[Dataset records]
——————

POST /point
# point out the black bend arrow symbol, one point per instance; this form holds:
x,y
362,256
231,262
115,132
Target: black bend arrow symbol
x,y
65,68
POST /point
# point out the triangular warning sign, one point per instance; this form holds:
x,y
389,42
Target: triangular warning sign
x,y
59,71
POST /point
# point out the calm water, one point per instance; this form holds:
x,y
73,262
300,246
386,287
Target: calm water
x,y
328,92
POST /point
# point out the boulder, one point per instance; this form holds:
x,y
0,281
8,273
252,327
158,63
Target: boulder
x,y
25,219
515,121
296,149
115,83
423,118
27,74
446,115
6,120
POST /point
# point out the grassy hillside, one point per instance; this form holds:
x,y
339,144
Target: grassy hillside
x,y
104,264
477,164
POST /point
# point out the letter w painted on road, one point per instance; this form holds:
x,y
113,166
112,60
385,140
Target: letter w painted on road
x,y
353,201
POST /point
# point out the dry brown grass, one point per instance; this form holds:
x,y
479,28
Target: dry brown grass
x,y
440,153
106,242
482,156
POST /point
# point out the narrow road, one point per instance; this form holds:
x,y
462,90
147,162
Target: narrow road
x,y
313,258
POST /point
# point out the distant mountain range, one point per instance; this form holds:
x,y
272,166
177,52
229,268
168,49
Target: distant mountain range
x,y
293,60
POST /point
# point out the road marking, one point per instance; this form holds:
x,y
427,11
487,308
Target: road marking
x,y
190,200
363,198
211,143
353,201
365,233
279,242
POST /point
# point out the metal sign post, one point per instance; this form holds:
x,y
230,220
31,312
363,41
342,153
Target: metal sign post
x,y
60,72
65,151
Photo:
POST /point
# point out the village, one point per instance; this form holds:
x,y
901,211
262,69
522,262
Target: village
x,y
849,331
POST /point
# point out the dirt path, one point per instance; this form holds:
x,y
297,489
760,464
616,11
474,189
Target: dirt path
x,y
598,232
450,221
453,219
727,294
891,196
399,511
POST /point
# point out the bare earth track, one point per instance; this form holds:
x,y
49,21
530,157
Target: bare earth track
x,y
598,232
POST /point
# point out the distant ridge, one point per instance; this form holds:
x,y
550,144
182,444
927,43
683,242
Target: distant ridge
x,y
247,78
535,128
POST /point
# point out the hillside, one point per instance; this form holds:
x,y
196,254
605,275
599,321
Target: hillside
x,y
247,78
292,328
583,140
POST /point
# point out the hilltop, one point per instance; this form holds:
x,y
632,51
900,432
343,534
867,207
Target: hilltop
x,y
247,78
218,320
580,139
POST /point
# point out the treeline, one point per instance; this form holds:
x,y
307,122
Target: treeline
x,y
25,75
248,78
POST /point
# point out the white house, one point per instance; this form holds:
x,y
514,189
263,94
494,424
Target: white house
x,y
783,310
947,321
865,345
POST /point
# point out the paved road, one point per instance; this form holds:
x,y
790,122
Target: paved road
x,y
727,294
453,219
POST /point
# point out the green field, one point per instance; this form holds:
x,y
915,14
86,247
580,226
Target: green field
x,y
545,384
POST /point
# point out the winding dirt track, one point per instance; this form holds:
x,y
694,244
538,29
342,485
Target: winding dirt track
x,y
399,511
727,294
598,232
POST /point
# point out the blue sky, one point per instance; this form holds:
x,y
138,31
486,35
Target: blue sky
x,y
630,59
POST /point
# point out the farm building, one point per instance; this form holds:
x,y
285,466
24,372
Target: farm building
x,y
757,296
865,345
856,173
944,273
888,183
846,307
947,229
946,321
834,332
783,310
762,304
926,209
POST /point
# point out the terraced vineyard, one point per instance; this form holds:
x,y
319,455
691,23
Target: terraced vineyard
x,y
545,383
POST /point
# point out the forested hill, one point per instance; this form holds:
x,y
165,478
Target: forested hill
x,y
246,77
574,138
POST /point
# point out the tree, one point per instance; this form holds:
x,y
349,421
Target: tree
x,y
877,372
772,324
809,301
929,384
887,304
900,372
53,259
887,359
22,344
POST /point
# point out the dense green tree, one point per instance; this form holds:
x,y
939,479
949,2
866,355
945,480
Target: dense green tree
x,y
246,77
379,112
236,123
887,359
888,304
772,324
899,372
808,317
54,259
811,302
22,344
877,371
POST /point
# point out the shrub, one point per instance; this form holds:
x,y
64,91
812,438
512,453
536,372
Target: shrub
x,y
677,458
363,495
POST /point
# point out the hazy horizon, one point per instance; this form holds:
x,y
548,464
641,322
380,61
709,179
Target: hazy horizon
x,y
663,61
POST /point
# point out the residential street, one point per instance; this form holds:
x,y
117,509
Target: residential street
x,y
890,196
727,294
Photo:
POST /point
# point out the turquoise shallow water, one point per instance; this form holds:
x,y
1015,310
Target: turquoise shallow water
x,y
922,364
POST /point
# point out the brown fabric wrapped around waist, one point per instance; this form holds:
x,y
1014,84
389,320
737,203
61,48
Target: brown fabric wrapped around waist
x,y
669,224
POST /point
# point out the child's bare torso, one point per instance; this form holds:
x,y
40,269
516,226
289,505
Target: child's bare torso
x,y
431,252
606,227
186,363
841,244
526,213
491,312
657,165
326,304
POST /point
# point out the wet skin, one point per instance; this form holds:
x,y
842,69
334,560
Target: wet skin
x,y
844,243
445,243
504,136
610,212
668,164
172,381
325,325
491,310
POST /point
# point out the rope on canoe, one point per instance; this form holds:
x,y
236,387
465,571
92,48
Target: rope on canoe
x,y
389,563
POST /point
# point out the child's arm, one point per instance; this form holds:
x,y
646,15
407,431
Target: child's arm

——————

(TASK GOAL) Line by line, the data should be returned exactly as written.

(RESPONSE)
POST /point
# point out the black bend arrow symbol, one point per instance; this form holds:
x,y
362,256
231,262
115,132
Target: black bend arrow symbol
x,y
65,68
POST /point
# point out the triangular warning sign, one point per instance; this form holds:
x,y
389,42
Target: triangular warning sign
x,y
59,71
POST /point
# point out the calm water, one point per instance; this form holds:
x,y
73,262
300,246
386,287
Target: calm water
x,y
328,92
POST /point
# point out the boulder, one point per instance; this form holds:
x,y
0,281
8,273
252,327
158,63
Target: boulder
x,y
25,219
515,121
296,149
115,83
423,118
27,74
446,115
6,120
POST /point
# point out the grassy hillside, one point per instance; this form holds:
x,y
339,144
Target: grassy hillside
x,y
104,264
477,164
POST /point
# point out the letter w painted on road, one point per instance; this form holds:
x,y
113,166
112,60
385,140
Target: letter w painted on road
x,y
353,201
POST /point
# point out the dry brown grass, one point per instance; this form holds:
x,y
479,28
Target: dry brown grass
x,y
440,153
106,242
482,156
POST /point
# point out the narrow road, one point per instance; this form holds:
x,y
462,90
147,162
Target: narrow road
x,y
313,258
POST /point
# point out the distant mountain range, one point per instance; this form holds:
x,y
272,166
177,52
229,268
168,49
Target: distant mountain range
x,y
293,60
POST /point
# point out the road marking, one point per instance; this form holds:
x,y
427,11
487,308
Target: road marking
x,y
190,200
363,198
211,143
353,201
365,233
279,242
POST /point
# point out the metal sign post, one point per instance; this form holds:
x,y
230,220
31,312
363,41
342,153
Target: metal sign post
x,y
60,72
65,151
Photo:
POST /point
# point out the village, one point per instance; this form holds:
x,y
901,211
262,69
522,262
Target: village
x,y
849,331
POST /point
# point out the dirt path, one point per instance; this form holds:
x,y
297,489
760,464
616,11
474,189
Target: dirt path
x,y
598,232
450,221
453,219
727,294
891,196
399,511
POST /point
# point out the bare earth track, one point per instance; this form holds:
x,y
49,21
530,157
Target: bare earth track
x,y
598,232
POST /point
# point out the distant ridge, one point per instance; this form holds:
x,y
550,144
182,444
927,43
683,242
Target: distant ridge
x,y
247,78
535,128
POST /point
# point out the hillside, one point per instance; this form holds:
x,y
196,254
605,275
599,321
Target: hillside
x,y
247,78
292,328
583,140
POST /point
# point out the hilltop, one point per instance; this form holds:
x,y
632,51
900,432
343,534
867,207
Target: hilltop
x,y
247,78
218,320
580,139
POST /point
# point out the treeline, one point per instance; this form holds:
x,y
307,122
Target: treeline
x,y
25,75
248,78
POST /point
# point out the white house, one point per instance; this form holds:
x,y
514,189
263,94
494,424
Target: white house
x,y
783,310
947,321
865,345
POST /point
# point out the paved road, one point per instance; this form holds:
x,y
790,122
Target: paved road
x,y
727,294
453,219
POST /point
# point out the green field, one point per instance; this form holds:
x,y
915,14
86,247
580,226
Target: green field
x,y
545,384
POST /point
# point out the winding dirt track, one point per instance; this form holds:
x,y
694,244
538,29
342,485
Target: winding dirt track
x,y
399,511
727,294
598,232
POST /point
# point out the blue sky, one point per instance; this form holds:
x,y
138,31
486,35
Target: blue sky
x,y
630,59
POST /point
# point out the farm building, one point per instance; this form holds:
x,y
285,466
24,372
Target: farm building
x,y
757,296
865,345
856,173
944,273
888,183
846,307
947,229
946,321
834,332
783,310
762,304
926,209
POST /point
# point out the terraced vineyard, one point per instance; this form holds:
x,y
319,455
691,23
Target: terraced vineyard
x,y
545,383
POST /point
# point out the forested hill, one point per instance; this form holds:
x,y
165,478
Target: forested hill
x,y
246,77
574,138
POST /point
# point out the tree, one point per instance; this form holds:
x,y
349,421
Target: tree
x,y
877,372
772,324
809,301
929,384
887,304
900,372
53,259
887,359
22,344
POST /point
# point out the dense green tree, one point per instance; this form holds:
x,y
939,479
949,2
866,355
945,480
Target: dense green tree
x,y
246,77
379,112
236,123
887,359
888,304
772,324
899,372
808,317
54,259
811,302
22,344
877,371
POST /point
# point out the shrub, one point per instance; this form holds:
x,y
64,91
812,438
512,453
536,372
Target: shrub
x,y
677,458
363,495
POST /point
# point out the hazy horizon, one point per instance; this form holds:
x,y
548,464
641,322
380,61
709,179
Target: hazy horizon
x,y
663,61
POST /point
# point out the residential street, one point per instance; this form holds:
x,y
117,509
Target: residential street
x,y
890,196
727,294
Photo:
POST /point
# point out the turquoise shallow water, one point per instance; this form holds:
x,y
1015,310
Target: turquoise shallow water
x,y
922,364
POST /point
# point out the brown fabric wrapped around waist, one point per instance; this form holds:
x,y
1014,84
389,320
737,203
61,48
Target: brown fabric wrapped around waist
x,y
669,224
POST /point
# point out the child's bare torso, one point per instance; this form holds:
x,y
40,269
516,226
289,505
Target: child's bare torso
x,y
431,252
606,227
186,363
841,244
526,213
491,312
657,165
326,304
POST /point
# point out the wet skin, one point per instance; this form holds:
x,y
842,69
334,560
Target: wet skin
x,y
844,243
445,243
504,136
610,212
668,164
172,381
325,325
491,310
POST /point
# point out the rope on canoe, one point per instance; this form holds:
x,y
236,387
465,571
92,48
Target: rope on canoe
x,y
389,563
POST /point
# point out the child's arm, one point per instance; this form holds:
x,y
646,15
407,431
Target: child's arm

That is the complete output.